▶ **What you need to do**
Pick out and copy every line in the records below that contains the string "blurred", with matching case.

▶ **Extracted entries**
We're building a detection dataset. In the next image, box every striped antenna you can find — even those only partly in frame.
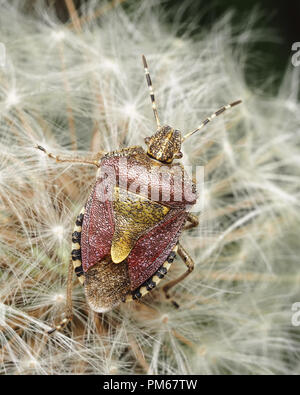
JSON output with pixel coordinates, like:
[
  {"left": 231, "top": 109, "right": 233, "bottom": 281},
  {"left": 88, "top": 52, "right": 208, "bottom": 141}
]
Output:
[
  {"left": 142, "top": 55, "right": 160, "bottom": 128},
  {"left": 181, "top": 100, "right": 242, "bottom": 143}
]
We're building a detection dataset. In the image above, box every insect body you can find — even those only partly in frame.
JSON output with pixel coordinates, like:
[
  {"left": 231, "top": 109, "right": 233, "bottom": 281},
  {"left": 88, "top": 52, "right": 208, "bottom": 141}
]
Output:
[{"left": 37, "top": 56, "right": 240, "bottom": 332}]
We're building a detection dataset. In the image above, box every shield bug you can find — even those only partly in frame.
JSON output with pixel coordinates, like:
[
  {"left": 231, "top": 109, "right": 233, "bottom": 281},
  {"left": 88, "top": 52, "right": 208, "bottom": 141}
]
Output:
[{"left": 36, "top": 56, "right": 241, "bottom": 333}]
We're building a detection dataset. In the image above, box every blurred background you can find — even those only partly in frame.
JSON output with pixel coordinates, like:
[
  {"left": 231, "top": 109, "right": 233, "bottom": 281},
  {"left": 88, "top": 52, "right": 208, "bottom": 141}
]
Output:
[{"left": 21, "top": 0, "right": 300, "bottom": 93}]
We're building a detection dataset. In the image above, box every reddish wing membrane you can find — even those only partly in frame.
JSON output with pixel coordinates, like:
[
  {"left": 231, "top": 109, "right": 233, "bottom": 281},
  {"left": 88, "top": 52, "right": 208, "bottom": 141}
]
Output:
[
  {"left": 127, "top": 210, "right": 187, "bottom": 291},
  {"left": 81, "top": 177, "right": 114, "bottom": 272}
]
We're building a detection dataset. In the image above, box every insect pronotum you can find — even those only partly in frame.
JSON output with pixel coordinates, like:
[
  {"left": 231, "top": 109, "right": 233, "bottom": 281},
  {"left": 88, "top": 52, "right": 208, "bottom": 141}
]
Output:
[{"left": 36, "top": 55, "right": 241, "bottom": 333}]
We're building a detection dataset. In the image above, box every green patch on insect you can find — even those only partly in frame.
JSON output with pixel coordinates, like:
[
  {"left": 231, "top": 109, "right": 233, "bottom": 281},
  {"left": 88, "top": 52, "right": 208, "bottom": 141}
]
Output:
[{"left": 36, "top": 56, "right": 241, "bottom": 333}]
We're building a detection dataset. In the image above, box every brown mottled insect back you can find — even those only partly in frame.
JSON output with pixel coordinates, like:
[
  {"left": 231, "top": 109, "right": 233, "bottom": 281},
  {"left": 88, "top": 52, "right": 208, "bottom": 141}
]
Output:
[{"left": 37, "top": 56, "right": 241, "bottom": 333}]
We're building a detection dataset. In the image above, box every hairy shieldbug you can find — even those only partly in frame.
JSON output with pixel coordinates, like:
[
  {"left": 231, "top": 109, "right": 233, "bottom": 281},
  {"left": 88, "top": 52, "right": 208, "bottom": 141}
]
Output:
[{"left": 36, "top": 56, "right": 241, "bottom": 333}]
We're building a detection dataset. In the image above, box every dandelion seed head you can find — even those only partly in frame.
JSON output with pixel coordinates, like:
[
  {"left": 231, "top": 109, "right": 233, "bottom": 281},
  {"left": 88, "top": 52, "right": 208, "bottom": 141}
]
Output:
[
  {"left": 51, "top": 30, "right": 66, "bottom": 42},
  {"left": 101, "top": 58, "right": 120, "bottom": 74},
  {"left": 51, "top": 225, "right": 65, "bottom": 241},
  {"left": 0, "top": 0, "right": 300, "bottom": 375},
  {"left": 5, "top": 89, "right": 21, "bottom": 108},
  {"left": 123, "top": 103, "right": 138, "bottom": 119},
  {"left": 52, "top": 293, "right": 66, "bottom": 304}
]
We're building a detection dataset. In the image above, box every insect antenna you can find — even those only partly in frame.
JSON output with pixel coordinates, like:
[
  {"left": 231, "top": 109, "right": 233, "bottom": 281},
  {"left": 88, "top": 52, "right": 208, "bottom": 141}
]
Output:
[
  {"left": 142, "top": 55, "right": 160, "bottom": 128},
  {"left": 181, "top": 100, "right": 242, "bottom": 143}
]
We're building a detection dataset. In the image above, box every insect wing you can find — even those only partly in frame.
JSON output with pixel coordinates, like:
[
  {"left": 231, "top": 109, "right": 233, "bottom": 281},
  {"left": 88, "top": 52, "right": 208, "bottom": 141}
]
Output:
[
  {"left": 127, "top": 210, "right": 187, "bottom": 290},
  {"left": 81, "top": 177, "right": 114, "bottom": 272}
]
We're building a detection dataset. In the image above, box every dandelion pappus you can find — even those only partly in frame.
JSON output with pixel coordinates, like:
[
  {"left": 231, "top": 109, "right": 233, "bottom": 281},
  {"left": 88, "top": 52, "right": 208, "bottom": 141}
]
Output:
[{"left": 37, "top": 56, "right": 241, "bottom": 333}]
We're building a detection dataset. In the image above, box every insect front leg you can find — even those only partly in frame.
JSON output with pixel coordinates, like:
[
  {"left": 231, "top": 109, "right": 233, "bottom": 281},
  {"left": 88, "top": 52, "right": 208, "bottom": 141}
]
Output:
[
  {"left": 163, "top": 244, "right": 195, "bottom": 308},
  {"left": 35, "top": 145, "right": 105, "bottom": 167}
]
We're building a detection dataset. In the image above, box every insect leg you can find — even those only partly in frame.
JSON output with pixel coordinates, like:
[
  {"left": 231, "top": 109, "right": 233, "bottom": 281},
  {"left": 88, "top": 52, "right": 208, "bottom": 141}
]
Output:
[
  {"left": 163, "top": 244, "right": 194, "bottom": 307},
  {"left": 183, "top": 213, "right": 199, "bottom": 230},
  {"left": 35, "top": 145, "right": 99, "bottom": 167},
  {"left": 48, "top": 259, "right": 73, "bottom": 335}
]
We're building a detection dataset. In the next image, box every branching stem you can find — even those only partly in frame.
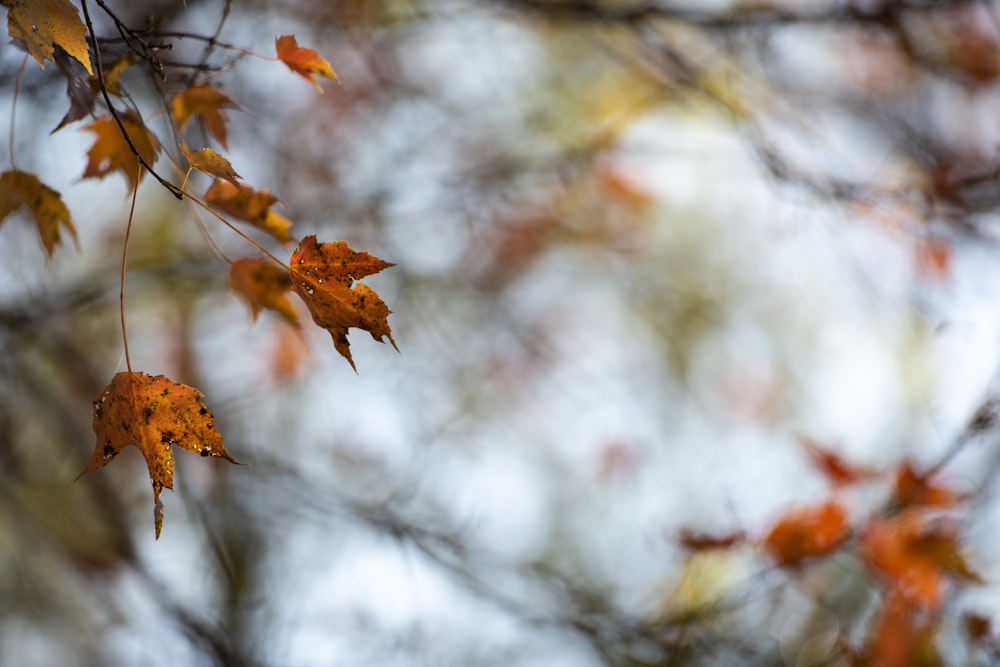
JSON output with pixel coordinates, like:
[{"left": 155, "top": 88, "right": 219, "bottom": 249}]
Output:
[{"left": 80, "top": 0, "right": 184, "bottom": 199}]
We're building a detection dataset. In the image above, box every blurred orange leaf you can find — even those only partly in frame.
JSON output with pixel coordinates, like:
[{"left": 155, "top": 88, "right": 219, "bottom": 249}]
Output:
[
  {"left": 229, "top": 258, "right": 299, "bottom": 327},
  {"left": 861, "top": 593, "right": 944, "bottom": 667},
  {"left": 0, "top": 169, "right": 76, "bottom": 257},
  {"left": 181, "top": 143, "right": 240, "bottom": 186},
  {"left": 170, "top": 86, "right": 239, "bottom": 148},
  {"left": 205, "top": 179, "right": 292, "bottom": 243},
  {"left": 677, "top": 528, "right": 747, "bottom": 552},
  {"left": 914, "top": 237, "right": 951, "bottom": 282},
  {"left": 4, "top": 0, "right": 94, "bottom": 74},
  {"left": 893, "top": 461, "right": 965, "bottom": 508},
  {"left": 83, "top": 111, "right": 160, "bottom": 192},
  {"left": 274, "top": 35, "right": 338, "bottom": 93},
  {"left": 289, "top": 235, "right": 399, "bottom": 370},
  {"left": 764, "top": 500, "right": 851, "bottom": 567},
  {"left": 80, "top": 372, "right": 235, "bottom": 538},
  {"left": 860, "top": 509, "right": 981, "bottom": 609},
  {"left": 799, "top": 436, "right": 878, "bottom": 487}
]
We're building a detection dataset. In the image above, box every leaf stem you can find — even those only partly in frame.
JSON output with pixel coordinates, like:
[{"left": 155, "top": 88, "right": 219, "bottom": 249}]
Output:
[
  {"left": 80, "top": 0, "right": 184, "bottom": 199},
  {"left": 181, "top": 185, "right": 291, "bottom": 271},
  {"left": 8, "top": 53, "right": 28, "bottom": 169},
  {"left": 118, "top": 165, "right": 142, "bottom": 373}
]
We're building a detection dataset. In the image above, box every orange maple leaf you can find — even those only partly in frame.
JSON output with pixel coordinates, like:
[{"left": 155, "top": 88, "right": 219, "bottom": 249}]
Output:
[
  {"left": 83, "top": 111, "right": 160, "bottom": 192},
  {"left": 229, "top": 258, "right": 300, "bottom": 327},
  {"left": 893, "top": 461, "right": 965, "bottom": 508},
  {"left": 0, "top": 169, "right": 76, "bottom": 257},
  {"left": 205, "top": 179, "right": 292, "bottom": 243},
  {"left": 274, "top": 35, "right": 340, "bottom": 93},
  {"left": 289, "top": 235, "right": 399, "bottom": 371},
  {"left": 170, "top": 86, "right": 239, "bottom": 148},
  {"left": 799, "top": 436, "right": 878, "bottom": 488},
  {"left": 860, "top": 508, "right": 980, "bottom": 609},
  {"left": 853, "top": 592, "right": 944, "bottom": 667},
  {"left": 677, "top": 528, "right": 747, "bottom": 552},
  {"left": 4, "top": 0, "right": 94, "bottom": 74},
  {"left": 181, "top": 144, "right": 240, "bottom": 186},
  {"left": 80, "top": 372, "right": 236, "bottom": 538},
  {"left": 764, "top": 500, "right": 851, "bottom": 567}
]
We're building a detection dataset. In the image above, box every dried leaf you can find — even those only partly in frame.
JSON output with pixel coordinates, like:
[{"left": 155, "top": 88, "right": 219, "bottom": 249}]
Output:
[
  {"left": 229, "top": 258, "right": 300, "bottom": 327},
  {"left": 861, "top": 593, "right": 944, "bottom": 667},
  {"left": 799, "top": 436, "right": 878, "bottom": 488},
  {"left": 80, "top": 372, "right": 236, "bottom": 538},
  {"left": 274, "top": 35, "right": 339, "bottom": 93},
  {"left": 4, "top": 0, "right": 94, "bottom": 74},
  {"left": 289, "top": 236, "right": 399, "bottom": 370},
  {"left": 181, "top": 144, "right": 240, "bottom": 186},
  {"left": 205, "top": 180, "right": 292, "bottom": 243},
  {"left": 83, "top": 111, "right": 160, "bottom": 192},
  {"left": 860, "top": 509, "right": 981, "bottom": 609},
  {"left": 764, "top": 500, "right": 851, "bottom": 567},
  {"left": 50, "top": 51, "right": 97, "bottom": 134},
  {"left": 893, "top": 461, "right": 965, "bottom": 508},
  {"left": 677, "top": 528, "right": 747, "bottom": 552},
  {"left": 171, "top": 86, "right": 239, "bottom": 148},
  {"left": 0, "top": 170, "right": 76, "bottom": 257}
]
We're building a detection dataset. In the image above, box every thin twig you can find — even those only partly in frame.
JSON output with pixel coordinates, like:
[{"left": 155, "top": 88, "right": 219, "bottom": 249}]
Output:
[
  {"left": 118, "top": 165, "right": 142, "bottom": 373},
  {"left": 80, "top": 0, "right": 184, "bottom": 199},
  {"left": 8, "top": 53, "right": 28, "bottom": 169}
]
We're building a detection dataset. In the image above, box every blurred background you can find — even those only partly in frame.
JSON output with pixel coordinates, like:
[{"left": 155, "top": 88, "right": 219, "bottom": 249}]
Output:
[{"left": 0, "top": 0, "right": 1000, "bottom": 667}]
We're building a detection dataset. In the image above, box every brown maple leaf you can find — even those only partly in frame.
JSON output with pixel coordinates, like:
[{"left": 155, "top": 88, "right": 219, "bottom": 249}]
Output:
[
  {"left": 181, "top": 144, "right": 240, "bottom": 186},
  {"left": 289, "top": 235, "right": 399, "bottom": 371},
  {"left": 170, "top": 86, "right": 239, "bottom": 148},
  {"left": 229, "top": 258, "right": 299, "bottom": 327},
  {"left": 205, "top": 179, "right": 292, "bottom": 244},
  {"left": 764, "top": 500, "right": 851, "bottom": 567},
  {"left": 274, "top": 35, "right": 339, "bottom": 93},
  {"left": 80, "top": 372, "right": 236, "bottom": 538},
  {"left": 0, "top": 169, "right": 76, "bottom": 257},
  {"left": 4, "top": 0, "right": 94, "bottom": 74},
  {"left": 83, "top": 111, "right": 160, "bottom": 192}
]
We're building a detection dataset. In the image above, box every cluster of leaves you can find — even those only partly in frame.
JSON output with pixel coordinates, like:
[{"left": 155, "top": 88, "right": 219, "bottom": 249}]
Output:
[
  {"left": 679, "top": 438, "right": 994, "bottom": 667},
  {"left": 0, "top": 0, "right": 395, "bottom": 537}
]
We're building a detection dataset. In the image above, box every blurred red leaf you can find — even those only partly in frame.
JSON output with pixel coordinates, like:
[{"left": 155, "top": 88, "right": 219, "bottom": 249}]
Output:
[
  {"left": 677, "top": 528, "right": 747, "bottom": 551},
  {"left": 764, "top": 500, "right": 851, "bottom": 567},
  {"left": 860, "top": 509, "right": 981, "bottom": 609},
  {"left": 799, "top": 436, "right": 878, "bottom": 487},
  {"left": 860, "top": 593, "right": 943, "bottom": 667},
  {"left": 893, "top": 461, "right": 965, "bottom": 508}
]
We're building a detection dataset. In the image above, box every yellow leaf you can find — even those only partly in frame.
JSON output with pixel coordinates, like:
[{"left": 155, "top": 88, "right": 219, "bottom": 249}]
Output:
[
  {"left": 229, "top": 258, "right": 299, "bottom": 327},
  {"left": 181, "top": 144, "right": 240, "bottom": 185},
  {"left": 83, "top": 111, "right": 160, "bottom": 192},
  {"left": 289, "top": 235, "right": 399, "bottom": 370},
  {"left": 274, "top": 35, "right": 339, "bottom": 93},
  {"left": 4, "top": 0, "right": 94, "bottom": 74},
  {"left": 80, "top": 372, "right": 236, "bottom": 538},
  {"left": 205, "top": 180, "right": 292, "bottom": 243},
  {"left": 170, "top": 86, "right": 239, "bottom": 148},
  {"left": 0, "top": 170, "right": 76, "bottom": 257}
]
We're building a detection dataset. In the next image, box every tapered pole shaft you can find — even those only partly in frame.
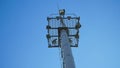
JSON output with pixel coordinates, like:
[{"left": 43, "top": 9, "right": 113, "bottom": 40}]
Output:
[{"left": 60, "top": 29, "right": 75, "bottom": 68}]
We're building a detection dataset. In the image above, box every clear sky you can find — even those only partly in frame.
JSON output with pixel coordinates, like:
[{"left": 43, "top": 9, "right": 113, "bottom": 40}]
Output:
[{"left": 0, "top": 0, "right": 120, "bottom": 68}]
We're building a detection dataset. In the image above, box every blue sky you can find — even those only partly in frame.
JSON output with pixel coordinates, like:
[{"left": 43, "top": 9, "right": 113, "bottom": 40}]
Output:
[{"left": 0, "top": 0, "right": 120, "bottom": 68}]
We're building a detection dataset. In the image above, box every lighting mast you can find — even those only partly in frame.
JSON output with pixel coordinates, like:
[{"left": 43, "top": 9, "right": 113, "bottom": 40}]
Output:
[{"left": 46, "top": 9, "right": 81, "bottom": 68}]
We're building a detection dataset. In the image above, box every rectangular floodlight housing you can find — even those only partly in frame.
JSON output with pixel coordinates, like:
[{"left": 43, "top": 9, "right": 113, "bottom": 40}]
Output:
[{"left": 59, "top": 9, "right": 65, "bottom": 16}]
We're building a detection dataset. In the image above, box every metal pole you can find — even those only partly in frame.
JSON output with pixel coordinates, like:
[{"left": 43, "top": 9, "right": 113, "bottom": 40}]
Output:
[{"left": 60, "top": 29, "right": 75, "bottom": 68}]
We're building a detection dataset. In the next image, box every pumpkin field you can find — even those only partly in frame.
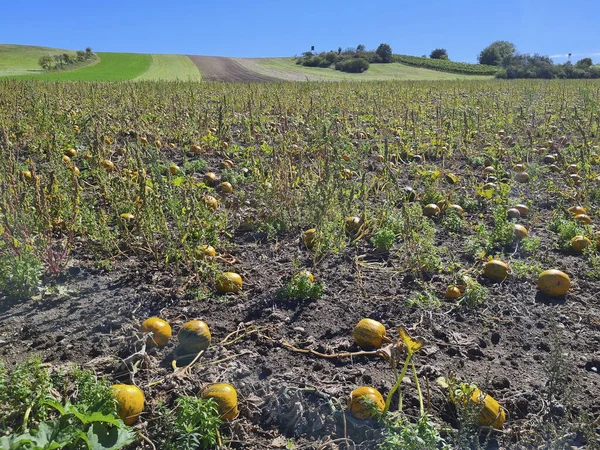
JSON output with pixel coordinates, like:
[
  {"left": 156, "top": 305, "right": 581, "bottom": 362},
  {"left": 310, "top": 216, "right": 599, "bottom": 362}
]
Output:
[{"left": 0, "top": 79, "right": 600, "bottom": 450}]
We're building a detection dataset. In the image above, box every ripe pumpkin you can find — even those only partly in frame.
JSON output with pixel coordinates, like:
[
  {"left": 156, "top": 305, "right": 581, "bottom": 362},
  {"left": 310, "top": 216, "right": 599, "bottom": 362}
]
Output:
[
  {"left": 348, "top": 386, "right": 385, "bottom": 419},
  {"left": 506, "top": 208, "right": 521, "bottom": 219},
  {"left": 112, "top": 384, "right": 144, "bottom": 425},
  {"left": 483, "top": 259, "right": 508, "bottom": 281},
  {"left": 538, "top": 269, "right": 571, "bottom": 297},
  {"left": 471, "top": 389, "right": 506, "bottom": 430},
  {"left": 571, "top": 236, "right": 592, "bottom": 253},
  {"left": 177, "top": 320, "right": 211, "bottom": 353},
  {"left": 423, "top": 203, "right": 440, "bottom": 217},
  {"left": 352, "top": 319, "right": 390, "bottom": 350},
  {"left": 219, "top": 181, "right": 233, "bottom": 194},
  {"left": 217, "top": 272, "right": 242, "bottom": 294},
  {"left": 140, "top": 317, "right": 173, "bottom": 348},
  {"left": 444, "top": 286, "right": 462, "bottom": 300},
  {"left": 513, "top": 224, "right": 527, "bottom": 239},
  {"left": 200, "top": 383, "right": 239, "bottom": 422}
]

▶ **Output below**
We're building a detection dataset. In the image above, box every blurred background you can find — even those only partly in frame.
We're building a detection dataset. In the image above, box every blurred orange leaf you can find — even those only partly in frame.
We're building a detection dataset. In the image above, box every blurred background you can find — even those only partly in frame.
We're building a detection dataset. In the image above, box every blurred red leaf you can find — even those only partly in frame.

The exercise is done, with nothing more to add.